---------- Dataset extract

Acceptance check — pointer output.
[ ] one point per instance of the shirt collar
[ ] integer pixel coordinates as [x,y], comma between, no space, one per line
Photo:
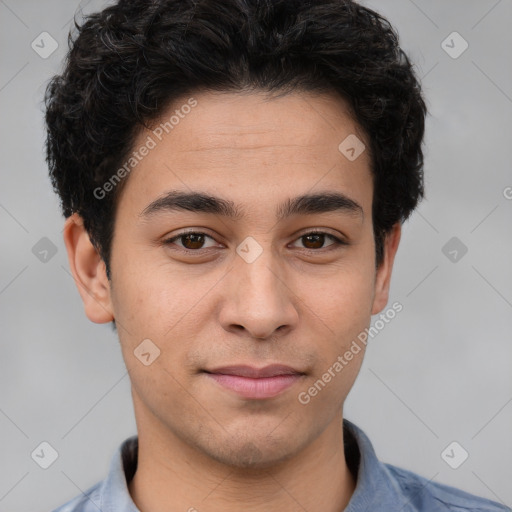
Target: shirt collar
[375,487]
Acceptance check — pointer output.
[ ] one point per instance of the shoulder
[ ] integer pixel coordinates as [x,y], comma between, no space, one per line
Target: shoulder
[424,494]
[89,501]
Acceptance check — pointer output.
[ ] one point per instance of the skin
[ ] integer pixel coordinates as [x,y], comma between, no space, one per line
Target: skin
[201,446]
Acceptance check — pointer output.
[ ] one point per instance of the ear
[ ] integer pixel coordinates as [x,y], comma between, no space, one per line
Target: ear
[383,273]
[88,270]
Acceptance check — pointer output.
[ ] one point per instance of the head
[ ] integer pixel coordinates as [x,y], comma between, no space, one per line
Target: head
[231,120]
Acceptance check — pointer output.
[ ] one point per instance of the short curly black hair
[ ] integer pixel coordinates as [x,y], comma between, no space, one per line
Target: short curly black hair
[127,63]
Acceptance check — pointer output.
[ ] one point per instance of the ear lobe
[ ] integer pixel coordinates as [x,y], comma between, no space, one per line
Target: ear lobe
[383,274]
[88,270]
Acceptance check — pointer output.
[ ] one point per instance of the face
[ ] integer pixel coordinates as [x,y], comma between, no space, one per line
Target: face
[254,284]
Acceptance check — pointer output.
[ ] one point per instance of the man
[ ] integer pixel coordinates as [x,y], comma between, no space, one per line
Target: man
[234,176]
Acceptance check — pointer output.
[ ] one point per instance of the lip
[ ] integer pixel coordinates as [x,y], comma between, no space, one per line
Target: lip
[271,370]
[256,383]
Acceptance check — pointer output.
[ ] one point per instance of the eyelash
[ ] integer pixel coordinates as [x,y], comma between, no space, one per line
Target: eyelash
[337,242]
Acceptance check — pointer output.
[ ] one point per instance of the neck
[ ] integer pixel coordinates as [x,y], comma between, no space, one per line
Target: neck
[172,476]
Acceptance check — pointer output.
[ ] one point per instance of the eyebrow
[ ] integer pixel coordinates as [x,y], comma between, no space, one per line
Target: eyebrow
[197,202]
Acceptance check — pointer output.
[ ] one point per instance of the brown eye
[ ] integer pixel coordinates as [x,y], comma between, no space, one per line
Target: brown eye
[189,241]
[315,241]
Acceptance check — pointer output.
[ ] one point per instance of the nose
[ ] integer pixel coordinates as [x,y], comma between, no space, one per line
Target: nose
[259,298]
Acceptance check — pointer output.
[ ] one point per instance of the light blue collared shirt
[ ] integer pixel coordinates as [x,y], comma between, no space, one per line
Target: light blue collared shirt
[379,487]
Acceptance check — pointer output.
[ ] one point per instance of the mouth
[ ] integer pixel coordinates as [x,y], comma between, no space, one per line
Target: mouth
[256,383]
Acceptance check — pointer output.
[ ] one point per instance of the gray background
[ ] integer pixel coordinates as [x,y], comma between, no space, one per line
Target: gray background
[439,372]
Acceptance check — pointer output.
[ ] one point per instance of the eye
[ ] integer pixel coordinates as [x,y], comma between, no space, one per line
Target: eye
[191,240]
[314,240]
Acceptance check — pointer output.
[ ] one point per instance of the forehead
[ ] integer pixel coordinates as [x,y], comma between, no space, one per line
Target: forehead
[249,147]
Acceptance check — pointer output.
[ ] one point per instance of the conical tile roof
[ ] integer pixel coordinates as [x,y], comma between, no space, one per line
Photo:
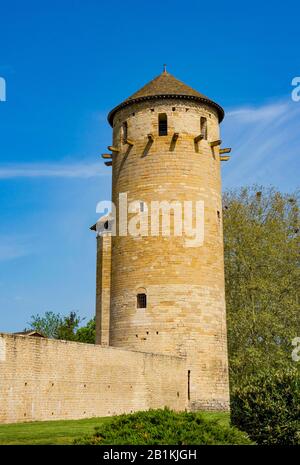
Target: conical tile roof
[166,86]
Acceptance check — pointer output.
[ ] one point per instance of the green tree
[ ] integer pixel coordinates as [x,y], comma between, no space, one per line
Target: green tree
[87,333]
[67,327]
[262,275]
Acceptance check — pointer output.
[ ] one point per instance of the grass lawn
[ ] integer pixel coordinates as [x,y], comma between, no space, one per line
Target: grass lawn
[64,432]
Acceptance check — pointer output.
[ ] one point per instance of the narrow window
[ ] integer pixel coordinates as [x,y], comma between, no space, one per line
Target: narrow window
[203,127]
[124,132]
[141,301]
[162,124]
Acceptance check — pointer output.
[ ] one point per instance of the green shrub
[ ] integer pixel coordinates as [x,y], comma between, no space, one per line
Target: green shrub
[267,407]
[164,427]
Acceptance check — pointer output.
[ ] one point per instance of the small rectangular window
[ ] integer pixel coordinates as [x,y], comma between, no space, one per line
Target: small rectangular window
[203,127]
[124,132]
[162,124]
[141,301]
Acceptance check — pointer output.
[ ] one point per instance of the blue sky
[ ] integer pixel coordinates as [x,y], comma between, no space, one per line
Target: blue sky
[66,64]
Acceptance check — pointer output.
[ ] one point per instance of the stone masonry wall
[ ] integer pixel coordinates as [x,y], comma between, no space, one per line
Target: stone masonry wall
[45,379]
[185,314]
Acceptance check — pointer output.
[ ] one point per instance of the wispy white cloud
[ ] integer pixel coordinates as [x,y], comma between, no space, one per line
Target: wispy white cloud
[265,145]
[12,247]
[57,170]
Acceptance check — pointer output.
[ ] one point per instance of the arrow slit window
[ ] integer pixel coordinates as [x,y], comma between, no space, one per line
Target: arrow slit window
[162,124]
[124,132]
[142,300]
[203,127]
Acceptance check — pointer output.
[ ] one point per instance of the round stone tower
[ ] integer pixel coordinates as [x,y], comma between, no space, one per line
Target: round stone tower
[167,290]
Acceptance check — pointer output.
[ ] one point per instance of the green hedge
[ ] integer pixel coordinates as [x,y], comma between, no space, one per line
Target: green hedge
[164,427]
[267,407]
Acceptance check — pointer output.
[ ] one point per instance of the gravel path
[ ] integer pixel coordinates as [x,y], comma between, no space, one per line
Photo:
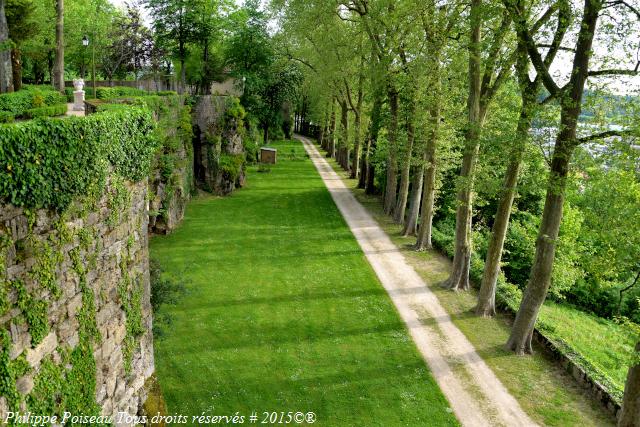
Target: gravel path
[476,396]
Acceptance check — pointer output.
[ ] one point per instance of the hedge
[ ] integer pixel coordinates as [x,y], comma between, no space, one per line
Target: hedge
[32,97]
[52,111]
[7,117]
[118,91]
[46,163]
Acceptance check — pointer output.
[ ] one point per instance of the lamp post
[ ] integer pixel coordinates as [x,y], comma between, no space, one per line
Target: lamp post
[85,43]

--------------------
---------- Dataset extract

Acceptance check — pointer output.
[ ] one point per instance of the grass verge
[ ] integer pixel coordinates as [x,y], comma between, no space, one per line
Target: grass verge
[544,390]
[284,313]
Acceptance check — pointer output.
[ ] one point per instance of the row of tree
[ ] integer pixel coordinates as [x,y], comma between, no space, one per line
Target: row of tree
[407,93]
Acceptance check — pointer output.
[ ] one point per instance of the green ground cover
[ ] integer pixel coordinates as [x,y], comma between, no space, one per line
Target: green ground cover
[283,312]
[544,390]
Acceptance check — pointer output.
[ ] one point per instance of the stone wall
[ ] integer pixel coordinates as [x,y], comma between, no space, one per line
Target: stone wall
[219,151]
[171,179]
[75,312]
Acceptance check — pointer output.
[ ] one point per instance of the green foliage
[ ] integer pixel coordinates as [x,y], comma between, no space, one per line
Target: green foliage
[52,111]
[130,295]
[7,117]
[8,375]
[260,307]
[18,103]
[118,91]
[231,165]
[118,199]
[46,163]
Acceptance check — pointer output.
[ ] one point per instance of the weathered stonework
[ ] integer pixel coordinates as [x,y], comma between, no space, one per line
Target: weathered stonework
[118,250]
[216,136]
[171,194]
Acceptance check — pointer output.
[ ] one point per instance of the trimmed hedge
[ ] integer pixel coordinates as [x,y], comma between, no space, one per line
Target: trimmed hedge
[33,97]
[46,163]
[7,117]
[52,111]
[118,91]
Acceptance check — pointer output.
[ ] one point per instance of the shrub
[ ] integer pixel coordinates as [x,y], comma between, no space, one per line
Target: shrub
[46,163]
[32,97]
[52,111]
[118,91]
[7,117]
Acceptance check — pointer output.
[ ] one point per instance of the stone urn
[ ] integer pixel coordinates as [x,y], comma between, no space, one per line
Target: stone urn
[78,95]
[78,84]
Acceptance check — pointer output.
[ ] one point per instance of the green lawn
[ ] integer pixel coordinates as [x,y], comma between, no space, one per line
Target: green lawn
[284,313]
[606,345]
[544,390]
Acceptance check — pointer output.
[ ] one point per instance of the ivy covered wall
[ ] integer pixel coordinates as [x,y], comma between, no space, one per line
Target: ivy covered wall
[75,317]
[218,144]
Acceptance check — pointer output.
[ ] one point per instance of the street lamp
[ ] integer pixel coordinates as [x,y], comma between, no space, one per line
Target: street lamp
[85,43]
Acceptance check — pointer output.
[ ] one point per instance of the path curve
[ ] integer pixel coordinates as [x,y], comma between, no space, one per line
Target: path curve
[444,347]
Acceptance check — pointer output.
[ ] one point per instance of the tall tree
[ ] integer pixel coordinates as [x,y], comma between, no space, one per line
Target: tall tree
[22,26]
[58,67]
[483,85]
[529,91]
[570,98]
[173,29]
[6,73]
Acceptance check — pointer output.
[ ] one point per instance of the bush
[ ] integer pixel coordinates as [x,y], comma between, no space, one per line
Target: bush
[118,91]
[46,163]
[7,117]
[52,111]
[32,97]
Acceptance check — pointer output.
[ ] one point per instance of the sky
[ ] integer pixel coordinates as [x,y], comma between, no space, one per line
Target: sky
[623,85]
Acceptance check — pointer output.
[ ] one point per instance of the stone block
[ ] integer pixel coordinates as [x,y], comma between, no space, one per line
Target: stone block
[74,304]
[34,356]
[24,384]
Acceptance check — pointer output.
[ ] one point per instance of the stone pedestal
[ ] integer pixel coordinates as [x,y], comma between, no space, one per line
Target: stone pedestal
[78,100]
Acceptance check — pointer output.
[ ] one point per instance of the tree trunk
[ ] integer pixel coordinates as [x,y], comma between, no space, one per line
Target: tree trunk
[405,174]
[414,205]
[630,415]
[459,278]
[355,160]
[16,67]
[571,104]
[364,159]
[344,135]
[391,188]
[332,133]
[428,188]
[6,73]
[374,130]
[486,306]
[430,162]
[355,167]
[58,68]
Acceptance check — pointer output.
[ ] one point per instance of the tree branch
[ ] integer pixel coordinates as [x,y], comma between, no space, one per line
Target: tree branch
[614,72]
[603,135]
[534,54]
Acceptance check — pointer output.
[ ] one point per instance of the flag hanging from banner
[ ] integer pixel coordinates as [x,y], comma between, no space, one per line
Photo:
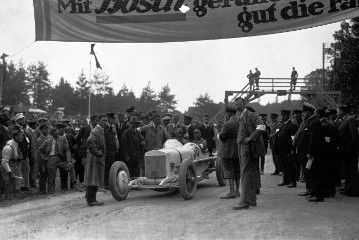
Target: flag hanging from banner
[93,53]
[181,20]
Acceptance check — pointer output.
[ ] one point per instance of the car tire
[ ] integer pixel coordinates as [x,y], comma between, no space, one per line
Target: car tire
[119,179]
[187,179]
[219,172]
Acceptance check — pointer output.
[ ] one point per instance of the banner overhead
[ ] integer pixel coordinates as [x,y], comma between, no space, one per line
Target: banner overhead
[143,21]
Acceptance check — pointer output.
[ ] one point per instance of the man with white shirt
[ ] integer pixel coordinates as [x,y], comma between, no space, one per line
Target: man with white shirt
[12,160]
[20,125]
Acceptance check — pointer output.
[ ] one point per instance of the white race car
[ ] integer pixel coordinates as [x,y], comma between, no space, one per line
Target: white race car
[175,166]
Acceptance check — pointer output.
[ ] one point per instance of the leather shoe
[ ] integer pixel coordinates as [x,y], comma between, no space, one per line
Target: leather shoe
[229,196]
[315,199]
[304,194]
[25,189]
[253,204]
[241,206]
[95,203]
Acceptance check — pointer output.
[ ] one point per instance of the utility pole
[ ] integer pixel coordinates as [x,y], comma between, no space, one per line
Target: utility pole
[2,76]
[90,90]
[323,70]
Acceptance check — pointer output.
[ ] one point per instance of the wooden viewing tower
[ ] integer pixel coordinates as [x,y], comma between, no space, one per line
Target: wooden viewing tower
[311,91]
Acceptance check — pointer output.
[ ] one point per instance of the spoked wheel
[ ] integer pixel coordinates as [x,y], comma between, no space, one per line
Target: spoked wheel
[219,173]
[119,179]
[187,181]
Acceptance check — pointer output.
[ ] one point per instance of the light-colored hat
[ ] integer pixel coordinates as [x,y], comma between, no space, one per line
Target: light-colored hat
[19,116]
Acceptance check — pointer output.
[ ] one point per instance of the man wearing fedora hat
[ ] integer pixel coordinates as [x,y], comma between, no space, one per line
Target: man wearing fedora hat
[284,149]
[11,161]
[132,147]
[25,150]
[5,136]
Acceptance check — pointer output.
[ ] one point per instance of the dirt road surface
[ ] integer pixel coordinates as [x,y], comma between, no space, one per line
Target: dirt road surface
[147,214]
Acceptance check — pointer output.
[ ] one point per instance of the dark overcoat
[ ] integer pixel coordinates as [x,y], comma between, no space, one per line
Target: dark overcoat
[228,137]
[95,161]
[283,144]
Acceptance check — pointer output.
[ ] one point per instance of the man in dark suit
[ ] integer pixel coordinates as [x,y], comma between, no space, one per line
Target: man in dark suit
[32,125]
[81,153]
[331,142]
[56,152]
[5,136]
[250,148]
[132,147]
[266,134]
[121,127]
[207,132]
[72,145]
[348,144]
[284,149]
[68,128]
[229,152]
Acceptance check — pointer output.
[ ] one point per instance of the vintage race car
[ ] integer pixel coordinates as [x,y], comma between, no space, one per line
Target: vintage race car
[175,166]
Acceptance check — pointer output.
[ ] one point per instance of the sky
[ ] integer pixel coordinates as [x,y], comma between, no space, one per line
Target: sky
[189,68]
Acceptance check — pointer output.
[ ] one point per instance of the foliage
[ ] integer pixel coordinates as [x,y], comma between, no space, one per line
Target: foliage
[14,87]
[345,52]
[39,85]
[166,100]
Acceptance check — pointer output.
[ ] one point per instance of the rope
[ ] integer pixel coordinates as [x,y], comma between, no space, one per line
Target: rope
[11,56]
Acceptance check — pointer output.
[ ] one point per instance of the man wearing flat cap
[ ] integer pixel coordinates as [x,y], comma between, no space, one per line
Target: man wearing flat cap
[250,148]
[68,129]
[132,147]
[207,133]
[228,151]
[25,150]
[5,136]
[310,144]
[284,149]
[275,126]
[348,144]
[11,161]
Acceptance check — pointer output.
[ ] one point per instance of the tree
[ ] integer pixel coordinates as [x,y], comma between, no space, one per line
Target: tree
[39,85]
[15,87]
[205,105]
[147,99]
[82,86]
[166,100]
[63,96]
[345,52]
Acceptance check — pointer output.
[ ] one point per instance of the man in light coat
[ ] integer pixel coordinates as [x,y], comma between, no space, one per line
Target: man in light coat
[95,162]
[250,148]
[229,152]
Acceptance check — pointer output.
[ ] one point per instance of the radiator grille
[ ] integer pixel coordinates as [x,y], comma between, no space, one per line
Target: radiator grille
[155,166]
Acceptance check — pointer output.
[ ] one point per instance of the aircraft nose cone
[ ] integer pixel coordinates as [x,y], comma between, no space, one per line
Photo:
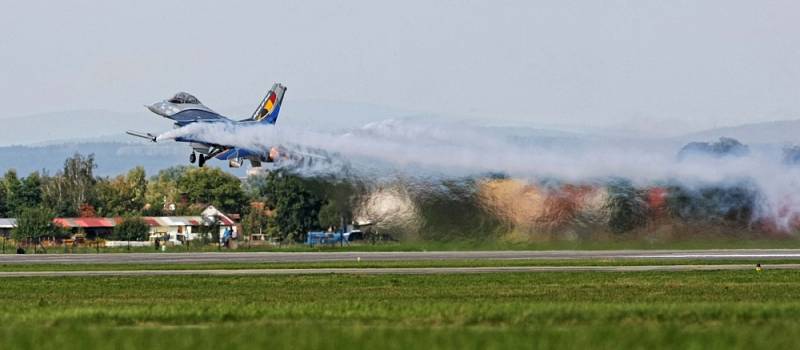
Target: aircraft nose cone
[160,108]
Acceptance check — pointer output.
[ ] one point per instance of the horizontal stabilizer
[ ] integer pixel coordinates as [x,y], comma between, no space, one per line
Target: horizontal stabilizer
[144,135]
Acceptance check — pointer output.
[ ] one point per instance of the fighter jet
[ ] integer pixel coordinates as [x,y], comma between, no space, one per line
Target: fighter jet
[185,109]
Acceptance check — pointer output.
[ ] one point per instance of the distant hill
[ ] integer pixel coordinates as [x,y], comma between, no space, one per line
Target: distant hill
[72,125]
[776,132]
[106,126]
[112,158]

--------------------

**Problem to solve:** Pull out every line of the listing that contains the word "wispy", matching case exactly.

**Task answer:**
[ ] one point per instance of the wispy white cloud
Target: wispy white cloud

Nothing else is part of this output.